Extract provided Start Marker
Is air conditioning a human right? According to a new lawsuit filed by prisoners in Texas against the state’s Department of Criminal Justice, it definitely is. And the prisoners have a point, considering that they claim high temperatures have killed at least a dozen prisoners over the past several years. The lawsuit alleges that the inmates’ constitutional rights against cruel and unusual punishment are being violated by the inordinately high temperatures.
The suit, which is being filed by the University of Texas School of Law Civil Rights clinic, along with the Texas Civil Rights Project, aims to bring more humane temperatures to inmates lodged in one of the hottest states in the nation. The federal lawsuit calls for prisons to maintain 88 degree Fahrenheit conditions.
Much of the lawsuit centers around the Wallace Pack Unit — a facility north of Houston that is home to almost 1,500 men. There is no air conditioning at all in the facility, and windows provide little airflow. According to internal data gathered by the Texas Department of Criminal Justice, which the suit cites, the temperature in the facility has gone over 100 degrees Fahrenheit more than once over the past three years. Texas Monthly states that the temperatures often get so high “that inmates have resorted to wrapping themselves in damp towels and lying on the concrete floors.”
Extract provided End Marker
Excerpted data Start Marker
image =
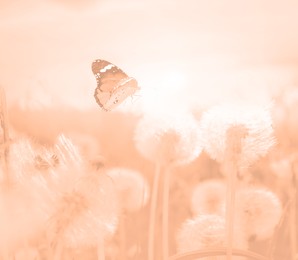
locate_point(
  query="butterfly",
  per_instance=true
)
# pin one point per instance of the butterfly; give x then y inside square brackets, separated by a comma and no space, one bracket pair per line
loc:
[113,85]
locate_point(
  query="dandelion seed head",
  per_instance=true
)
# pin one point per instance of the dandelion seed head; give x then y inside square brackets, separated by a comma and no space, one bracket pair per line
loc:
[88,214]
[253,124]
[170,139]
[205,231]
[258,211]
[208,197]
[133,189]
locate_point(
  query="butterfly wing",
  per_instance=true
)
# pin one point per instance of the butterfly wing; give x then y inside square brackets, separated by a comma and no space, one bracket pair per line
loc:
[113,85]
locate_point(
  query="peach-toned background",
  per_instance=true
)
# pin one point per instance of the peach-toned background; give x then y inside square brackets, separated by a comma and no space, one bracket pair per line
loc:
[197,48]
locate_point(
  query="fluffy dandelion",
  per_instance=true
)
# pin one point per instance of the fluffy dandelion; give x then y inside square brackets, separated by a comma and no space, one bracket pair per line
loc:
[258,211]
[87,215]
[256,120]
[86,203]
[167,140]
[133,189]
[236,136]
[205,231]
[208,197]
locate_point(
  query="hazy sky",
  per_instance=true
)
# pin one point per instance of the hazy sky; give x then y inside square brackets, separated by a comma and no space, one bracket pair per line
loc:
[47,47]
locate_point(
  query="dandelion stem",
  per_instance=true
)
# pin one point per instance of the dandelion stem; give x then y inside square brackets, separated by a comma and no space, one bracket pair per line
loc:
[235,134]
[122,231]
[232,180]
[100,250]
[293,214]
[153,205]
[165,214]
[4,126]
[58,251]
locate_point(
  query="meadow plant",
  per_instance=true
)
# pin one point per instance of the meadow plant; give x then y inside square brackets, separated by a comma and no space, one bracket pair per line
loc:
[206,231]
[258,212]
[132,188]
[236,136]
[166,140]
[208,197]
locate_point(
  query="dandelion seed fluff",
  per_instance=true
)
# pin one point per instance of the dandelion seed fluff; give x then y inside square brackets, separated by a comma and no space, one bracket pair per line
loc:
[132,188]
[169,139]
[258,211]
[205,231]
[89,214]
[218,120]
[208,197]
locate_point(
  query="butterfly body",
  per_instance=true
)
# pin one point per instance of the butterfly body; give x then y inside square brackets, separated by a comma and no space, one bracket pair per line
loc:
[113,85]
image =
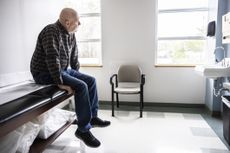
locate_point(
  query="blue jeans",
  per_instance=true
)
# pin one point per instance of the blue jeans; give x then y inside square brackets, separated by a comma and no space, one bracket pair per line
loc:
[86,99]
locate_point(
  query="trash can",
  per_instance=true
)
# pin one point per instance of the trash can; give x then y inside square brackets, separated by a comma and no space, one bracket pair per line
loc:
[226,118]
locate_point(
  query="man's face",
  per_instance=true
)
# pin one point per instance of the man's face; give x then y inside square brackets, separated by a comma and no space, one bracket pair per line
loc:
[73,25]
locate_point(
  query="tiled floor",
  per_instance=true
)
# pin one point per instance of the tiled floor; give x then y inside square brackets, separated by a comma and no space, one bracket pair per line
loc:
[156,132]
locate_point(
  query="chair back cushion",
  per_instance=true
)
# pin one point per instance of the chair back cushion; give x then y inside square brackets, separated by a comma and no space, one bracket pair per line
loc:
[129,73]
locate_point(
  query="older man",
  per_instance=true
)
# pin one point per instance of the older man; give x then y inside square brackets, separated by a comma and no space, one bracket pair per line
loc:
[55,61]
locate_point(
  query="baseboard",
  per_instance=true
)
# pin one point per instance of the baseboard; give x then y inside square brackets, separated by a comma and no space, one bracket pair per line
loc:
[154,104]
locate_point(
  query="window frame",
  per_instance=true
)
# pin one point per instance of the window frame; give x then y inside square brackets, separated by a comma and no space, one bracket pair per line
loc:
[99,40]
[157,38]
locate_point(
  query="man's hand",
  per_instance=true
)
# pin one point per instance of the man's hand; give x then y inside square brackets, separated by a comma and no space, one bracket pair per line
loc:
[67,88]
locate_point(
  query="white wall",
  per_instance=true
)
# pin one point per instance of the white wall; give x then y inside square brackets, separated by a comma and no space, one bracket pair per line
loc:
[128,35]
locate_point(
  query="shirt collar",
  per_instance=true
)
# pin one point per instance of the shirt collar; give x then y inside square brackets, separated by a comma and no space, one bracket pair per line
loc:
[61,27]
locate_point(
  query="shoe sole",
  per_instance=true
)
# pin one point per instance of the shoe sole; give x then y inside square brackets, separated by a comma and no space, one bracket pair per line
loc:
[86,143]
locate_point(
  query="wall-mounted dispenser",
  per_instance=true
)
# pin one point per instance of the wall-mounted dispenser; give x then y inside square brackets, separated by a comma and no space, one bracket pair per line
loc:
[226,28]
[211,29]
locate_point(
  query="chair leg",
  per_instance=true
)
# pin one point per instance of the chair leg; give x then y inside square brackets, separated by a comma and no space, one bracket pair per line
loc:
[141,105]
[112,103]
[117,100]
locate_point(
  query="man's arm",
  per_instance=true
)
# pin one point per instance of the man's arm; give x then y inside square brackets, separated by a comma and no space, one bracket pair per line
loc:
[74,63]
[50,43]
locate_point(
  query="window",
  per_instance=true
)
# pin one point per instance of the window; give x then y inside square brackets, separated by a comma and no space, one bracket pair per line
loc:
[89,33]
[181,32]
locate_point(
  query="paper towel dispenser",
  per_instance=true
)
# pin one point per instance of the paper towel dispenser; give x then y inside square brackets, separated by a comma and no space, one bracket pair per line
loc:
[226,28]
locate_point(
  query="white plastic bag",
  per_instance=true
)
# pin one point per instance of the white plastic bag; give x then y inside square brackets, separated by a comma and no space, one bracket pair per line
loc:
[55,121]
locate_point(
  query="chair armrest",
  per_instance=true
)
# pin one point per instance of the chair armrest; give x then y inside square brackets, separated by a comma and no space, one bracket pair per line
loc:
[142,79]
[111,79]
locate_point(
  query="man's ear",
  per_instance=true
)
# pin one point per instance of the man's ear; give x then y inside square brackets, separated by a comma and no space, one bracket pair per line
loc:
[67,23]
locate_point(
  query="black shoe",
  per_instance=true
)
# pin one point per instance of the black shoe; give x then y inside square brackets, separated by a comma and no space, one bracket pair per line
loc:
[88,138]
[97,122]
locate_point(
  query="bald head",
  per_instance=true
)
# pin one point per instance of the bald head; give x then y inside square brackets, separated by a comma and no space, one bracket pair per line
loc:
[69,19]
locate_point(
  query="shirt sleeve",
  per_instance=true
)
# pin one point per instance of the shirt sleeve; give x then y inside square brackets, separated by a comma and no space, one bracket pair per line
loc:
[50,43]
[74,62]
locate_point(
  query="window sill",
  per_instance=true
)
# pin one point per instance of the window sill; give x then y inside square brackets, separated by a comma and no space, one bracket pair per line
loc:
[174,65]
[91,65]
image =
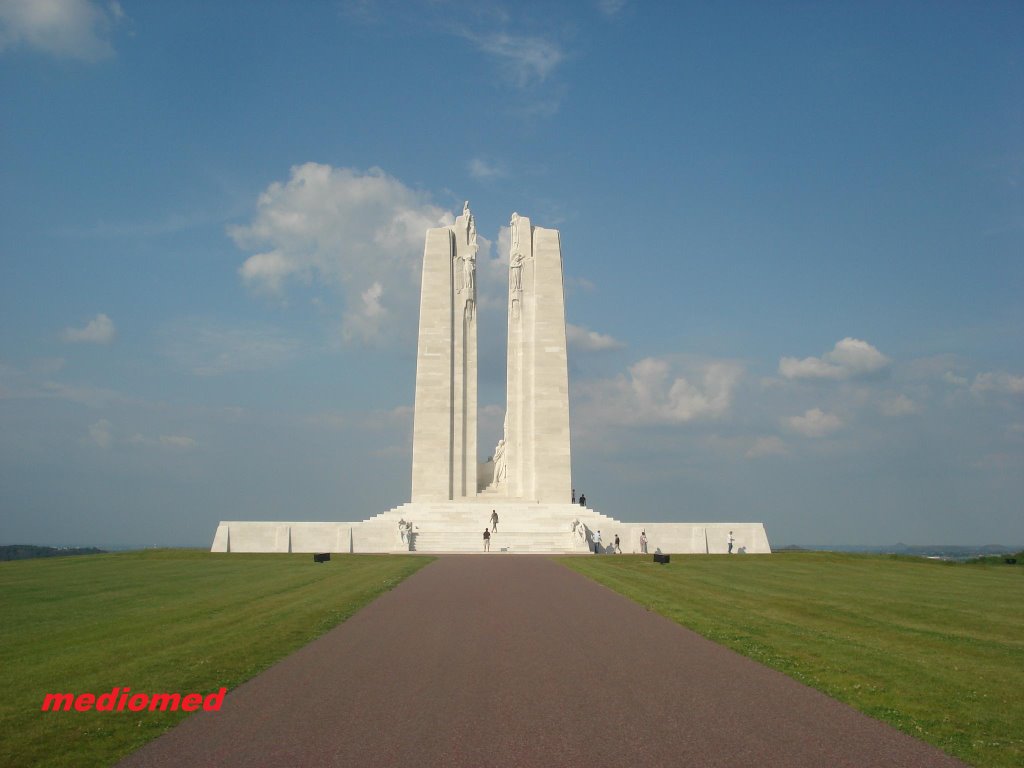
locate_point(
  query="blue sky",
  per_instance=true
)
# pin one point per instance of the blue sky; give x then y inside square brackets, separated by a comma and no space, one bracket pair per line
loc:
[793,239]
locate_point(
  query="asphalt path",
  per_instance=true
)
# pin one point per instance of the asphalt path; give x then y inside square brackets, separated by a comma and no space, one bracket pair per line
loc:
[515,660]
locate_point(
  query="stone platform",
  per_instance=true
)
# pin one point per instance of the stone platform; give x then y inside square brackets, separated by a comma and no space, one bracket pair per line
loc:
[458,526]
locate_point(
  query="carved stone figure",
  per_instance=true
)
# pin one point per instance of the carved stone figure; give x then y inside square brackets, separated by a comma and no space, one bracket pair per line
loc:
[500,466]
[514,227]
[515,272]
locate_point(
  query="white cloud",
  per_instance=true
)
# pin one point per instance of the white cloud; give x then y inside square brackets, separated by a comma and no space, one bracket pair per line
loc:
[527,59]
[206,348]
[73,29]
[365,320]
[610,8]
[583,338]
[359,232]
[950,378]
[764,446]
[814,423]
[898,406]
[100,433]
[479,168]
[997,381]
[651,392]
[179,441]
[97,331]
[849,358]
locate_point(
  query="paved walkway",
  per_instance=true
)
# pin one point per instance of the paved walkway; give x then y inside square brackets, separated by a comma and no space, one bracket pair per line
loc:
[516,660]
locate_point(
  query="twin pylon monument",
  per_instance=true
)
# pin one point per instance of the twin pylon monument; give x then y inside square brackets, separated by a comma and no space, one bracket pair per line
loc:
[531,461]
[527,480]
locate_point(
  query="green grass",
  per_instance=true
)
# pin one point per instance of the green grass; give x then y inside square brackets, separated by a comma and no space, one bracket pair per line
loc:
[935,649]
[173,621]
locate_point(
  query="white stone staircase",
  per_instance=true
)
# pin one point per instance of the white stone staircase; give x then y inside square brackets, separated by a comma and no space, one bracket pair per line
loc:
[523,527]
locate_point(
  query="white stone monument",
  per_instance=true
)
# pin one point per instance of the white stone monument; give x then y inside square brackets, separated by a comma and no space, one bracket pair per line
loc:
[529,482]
Excerpted data End Marker
What you will do:
Answer from the article on the Texas prison heat lawsuit:
(a) How many prisoners do the inmates claim high temperatures have killed over the past several years?
(b) What temperature does the federal lawsuit call for prisons to maintain?
(c) About how many men live in the Wallace Pack Unit?
The listing is separate material and has no connection to the article on the Texas prison heat lawsuit.

Output of the exercise:
(a) At least a dozen.
(b) 88 degrees Fahrenheit.
(c) Almost 1,500.